- Installed: c. 1156
- Term ended: c. 1157
- Predecessor: Marcellinus (?)
- Successor: Ded

Personal details
- Died: after 1157
- Denomination: Catholic

= Hippolytus (bishop of Vác) =

Hungarian prelate

Hippolytus or Ypolitus (Ipoly) was a prelate in the Kingdom of Hungary in the 12th century, who served as Bishop of Vác from around 1156 to 1157, during the reign of Géza II of Hungary.

==Career==
Hippolytus became Bishop of Vác sometime after 1139, as his last known predecessor, Marcellinus was last mentioned by sources in that year. Hippolytus appears as a witness in two documents. At first in 1156, when Archbishop Martyrius donated the tithe of surrounding 70 villages to the cathedral chapter of Esztergom. Hippolytus again acted in this capacity in March 1157, when Gervasius, Bishop of Győr interceded with Géza II to grant the collection right of salt duties to the archdiocese at Nána and Kakat (present-day Štúrovo, Slovakia). There, Hippolytus was mentioned without his episcopal see.

◆ ◆ ◆

- _EXERCISE TASK 1_
Condense the paragraph of the Hippolytus article that begins "Hippolytus became Bishop of Vác sometime after 1139" into a bulleted list, keeping its main facts.
- _EXERCISE TASK 2_
Name every person other than Hippolytus who is mentioned in the Hippolytus article.
- _EXERCISE TASK 3_
Reproduce verbatim the part of the Hippolytus article from "Hungarian prelate" to "II of Hungary.".
The records aren't needed for this work.

◆ ◆ ◆

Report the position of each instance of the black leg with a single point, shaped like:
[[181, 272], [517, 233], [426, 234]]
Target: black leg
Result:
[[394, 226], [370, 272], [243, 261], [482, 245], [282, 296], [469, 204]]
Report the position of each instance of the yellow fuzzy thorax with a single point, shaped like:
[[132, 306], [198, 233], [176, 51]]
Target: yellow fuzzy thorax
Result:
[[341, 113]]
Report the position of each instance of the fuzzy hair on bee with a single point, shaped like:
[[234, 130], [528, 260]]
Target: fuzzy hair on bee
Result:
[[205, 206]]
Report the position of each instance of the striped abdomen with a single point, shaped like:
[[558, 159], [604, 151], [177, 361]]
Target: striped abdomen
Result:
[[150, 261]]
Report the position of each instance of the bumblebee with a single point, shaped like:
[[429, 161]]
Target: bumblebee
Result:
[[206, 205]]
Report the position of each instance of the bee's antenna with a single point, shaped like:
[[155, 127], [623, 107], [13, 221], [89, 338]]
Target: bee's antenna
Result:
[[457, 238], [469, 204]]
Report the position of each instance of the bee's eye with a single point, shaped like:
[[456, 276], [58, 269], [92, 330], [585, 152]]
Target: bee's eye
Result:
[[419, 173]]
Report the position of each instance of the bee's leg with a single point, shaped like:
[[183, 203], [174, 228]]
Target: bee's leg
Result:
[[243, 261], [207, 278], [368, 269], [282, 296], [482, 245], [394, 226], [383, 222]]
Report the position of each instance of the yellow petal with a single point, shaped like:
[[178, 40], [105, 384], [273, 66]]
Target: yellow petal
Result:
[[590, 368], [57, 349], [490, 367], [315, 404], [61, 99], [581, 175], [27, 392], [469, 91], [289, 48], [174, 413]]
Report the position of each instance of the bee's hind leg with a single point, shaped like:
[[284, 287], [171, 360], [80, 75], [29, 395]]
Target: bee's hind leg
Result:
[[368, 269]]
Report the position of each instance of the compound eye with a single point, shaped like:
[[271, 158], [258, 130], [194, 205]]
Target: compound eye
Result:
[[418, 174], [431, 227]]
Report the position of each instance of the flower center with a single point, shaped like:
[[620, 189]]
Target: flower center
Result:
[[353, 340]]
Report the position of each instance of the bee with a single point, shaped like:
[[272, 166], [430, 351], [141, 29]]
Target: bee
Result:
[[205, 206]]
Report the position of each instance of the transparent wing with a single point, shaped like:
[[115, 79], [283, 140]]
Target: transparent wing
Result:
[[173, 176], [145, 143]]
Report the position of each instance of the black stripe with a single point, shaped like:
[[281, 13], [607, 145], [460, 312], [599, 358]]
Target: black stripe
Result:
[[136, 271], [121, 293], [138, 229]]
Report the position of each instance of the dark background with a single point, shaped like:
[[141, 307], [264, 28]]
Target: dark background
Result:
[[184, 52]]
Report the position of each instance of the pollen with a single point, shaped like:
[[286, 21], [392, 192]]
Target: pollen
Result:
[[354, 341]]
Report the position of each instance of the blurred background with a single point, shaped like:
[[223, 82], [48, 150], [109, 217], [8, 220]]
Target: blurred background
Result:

◆ ◆ ◆

- _WRITTEN REPLY 1_
- Hippolytus became Bishop of Vác sometime after 1139, the last year his predecessor Marcellinus is mentioned in sources.
- He appears as a witness in two documents:
  - In 1156, Archbishop Martyrius donated the tithe of 70 surrounding villages to the cathedral chapter of Esztergom.
  - In March 1157, Gervasius, Bishop of Győr, interceded with Géza II to grant the archdiocese the right to collect salt duties at Nána and Kakat (present-day Štúrovo, Slovakia). In this document Hippolytus is mentioned without his episcopal see.

- _WRITTEN REPLY 2_
- Marcellinus
- Ded
- Géza II of Hungary
- Martyrius
- Gervasius

- _WRITTEN REPLY 3_
Hungarian prelate

Hippolytus or Ypolitus (Ipoly) was a prelate in the Kingdom of Hungary in the 12th century, who served as Bishop of Vác from around 1156 to 1157, during the reign of Géza II of Hungary.